What to work on
Copy the profile of the father of 44 children word for word, in full.
══ Passage provided
Reviews & Profiles
I have 44 children
Posted Monday, March 4 2013 at 02:00
When someone says they have 44 children, it usually suggests that they are few adopted children too. But for Steven Senfuma, the statement is just as it is- all 44 are his biological children.
Traditionally, African men believed that giving birth to many children was a blessing. Other than having them for labour and security, each child came with his/her own blessing, which was relevant to the family and clan as a whole. This attitude is slowly changing, with big families giving way to small and manageable ones.
Not all people have responded to them though. One such man is Ssalongo Steven Senfuma, of Ntinda Zone Village, Mukono. At 57-years-old, he has fathered 44 children within 30 years from various women. His idea of having many children was influenced by the situation surrounding him while he was growing up. “My father had one wife who gave birth to 14 children. I was the seventh.
Unfortunately, the first six passed on but I survived. The one who follows me also later passed on. Most of them died after the age of 20. We remained six,” Ssalongo Senfuma says. He says, if his parents had stopped on the sixth child, they would have missed giving birth to a very relevant person in society like him.
“I am a retired teacher. I worked as a security officer and as a marketing officer in various companies. I am a church choirmaster at St. Luke Church here, a PTA chairman in various schools, clan secretary for the Mamba Clan plus other responsibilities under Buganda Kingdom, MC for introductions and weddings and LC I chairman for this village for the last 20 years. If my parents did not give birth to me, this country would have missed my services,” he says.
He has four official partners in established homes besides others who have given birth to his children. He, however, is not comfortable to divulge how many women they are in total. And he points out that he chose them basing on their ability to help raise a child before he sired children with her.
════
══ Extracted records
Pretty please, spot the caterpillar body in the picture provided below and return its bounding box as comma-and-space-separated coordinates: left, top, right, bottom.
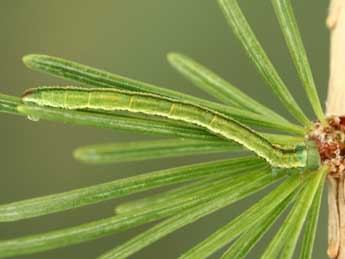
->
22, 86, 320, 170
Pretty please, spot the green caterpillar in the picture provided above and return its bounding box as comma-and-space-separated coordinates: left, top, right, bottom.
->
22, 87, 320, 170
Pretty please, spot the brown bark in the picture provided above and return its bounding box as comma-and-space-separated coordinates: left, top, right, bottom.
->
326, 0, 345, 259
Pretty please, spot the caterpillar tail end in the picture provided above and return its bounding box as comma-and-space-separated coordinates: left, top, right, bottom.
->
305, 140, 321, 171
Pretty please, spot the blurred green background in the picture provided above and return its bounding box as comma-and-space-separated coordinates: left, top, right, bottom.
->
0, 0, 329, 259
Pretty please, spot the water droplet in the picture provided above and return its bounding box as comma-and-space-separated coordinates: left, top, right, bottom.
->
28, 115, 40, 122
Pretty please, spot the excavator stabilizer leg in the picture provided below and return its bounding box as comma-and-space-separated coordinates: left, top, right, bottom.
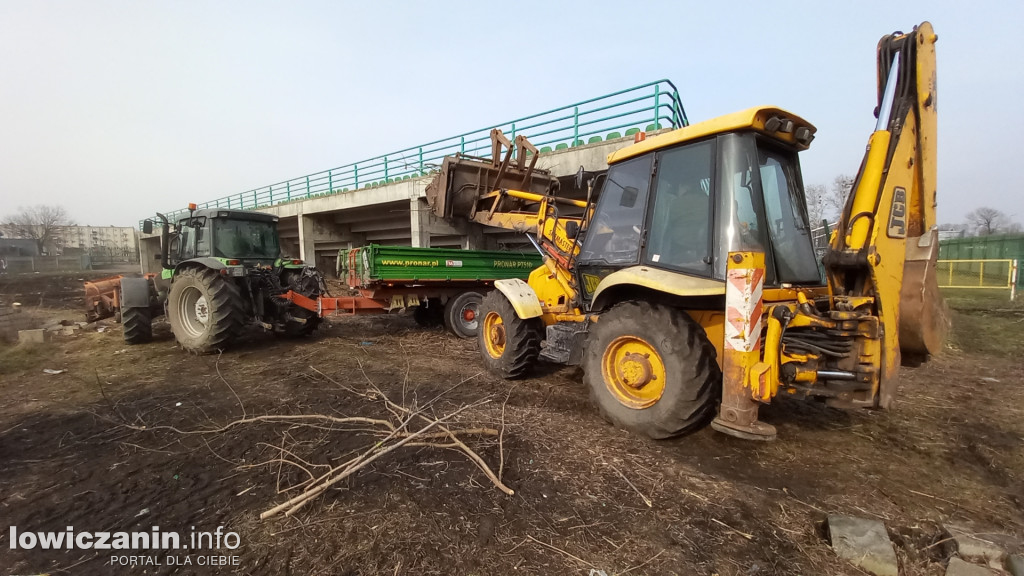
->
899, 230, 949, 361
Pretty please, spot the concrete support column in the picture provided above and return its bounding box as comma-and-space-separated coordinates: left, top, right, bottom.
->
409, 198, 430, 248
298, 214, 316, 261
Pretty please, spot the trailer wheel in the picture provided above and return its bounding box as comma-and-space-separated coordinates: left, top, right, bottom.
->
413, 298, 444, 328
167, 269, 244, 354
444, 292, 483, 338
121, 306, 153, 344
584, 302, 722, 439
477, 290, 544, 379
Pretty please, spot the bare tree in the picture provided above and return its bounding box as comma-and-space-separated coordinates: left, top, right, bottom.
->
5, 204, 75, 254
965, 206, 1020, 236
805, 174, 853, 223
825, 174, 853, 217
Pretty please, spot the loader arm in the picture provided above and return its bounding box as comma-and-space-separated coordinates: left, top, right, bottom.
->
824, 22, 948, 407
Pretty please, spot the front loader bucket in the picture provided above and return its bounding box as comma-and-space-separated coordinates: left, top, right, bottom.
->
426, 129, 558, 219
899, 230, 950, 360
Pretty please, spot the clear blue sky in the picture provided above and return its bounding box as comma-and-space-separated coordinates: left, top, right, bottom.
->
0, 0, 1024, 225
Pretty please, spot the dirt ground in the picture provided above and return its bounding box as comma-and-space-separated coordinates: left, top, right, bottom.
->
0, 279, 1024, 576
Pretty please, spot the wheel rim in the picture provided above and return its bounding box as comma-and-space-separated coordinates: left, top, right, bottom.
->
178, 286, 210, 336
601, 336, 666, 409
483, 312, 505, 358
459, 302, 480, 332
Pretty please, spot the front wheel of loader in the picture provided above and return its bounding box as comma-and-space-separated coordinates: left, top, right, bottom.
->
477, 290, 544, 379
121, 306, 153, 344
167, 269, 244, 354
584, 302, 722, 439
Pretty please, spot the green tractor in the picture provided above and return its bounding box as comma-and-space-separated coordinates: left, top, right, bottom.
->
119, 206, 327, 354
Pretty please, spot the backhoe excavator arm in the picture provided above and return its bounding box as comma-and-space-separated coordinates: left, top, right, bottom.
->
824, 22, 947, 407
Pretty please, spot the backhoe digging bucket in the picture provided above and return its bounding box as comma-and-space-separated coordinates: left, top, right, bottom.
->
899, 230, 950, 361
426, 128, 558, 219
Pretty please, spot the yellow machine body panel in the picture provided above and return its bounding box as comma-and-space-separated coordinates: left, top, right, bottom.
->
608, 106, 817, 165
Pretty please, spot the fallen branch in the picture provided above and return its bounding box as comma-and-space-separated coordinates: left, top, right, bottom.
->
259, 401, 487, 520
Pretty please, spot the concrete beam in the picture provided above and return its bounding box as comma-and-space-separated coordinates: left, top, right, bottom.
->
409, 198, 430, 248
299, 214, 316, 262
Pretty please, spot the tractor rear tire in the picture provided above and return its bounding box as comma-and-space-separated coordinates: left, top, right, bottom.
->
121, 306, 153, 344
477, 290, 544, 379
444, 292, 483, 338
167, 268, 245, 354
583, 302, 722, 439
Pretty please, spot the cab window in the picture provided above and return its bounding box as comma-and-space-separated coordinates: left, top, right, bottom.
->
646, 140, 715, 276
578, 154, 653, 264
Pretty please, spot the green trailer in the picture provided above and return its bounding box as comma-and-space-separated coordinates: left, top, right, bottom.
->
288, 244, 544, 338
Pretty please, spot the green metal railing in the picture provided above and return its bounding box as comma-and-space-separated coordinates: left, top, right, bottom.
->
139, 80, 689, 228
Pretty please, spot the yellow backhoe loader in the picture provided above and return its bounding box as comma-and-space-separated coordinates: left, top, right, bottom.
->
427, 23, 947, 440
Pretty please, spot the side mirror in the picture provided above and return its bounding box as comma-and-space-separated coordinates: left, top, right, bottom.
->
618, 186, 640, 208
565, 220, 580, 240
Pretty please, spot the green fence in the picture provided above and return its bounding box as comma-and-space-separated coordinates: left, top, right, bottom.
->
939, 234, 1024, 288
139, 80, 689, 229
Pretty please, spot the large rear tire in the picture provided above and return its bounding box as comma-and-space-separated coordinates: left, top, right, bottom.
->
167, 269, 245, 354
477, 290, 544, 379
121, 306, 153, 344
444, 292, 483, 338
584, 302, 722, 439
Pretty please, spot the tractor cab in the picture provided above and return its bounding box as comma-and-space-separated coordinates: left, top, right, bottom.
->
577, 108, 823, 300
143, 209, 281, 270
169, 210, 281, 264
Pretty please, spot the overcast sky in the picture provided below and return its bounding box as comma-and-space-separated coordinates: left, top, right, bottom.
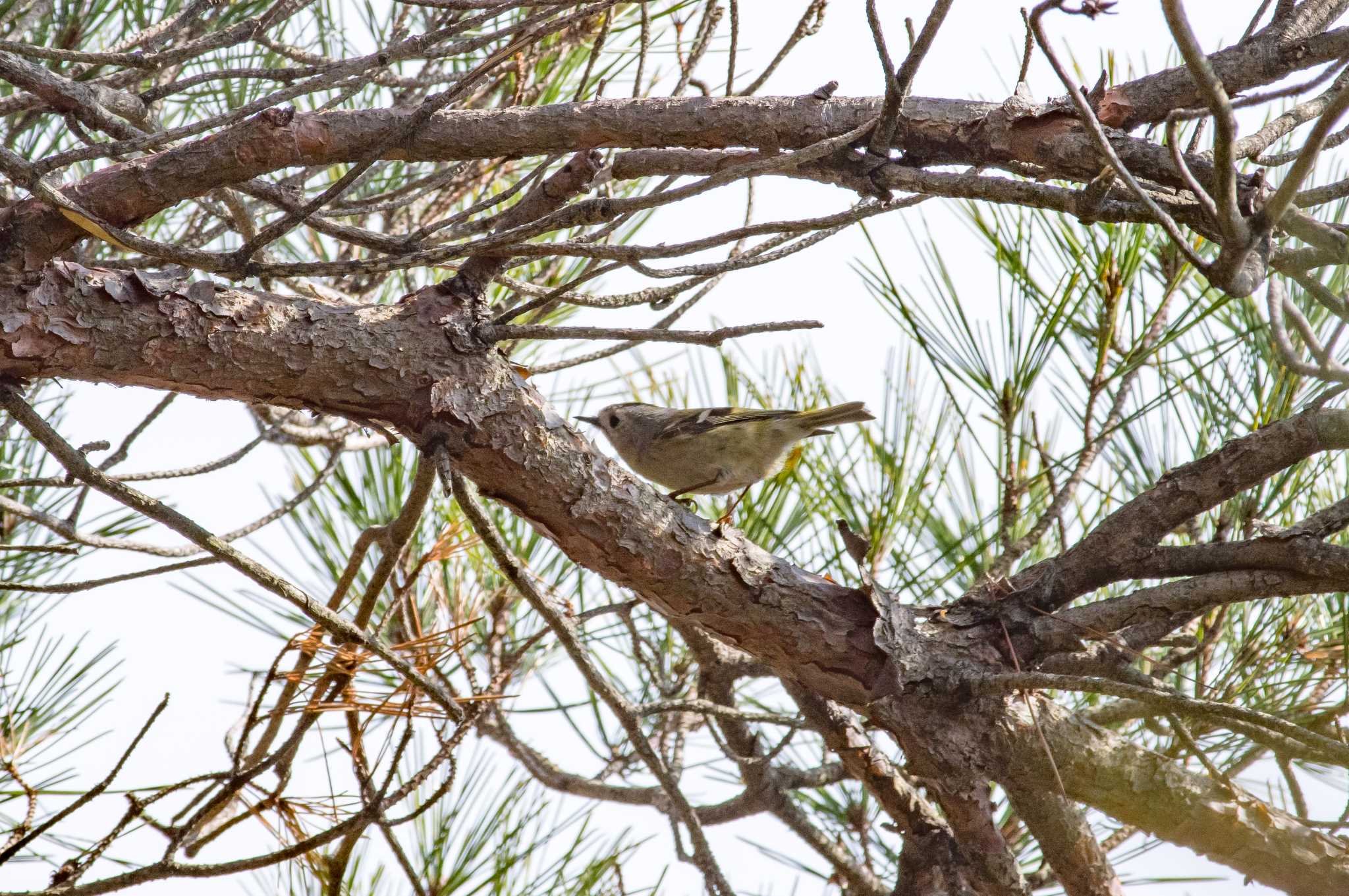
════
Finished task
Reviews & Profiles
I have 44 children
Posted Monday, March 4 2013 at 02:00
When someone says they have 44 children, it usually suggests that they are few adopted children too. But for Steven Senfuma, the statement is just as it is- all 44 are his biological children.
Traditionally, African men believed that giving birth to many children was a blessing. Other than having them for labour and security, each child came with his/her own blessing, which was relevant to the family and clan as a whole. This attitude is slowly changing, with big families giving way to small and manageable ones.
Not all people have responded to them though. One such man is Ssalongo Steven Senfuma, of Ntinda Zone Village, Mukono. At 57-years-old, he has fathered 44 children within 30 years from various women. His idea of having many children was influenced by the situation surrounding him while he was growing up. “My father had one wife who gave birth to 14 children. I was the seventh.
Unfortunately, the first six passed on but I survived. The one who follows me also later passed on. Most of them died after the age of 20. We remained six,” Ssalongo Senfuma says. He says, if his parents had stopped on the sixth child, they would have missed giving birth to a very relevant person in society like him.
“I am a retired teacher. I worked as a security officer and as a marketing officer in various companies. I am a church choirmaster at St. Luke Church here, a PTA chairman in various schools, clan secretary for the Mamba Clan plus other responsibilities under Buganda Kingdom, MC for introductions and weddings and LC I chairman for this village for the last 20 years. If my parents did not give birth to me, this country would have missed my services,” he says.
He has four official partners in established homes besides others who have given birth to his children. He, however, is not comfortable to divulge how many women they are in total. And he points out that he chose them basing on their ability to help raise a child before he sired children with her.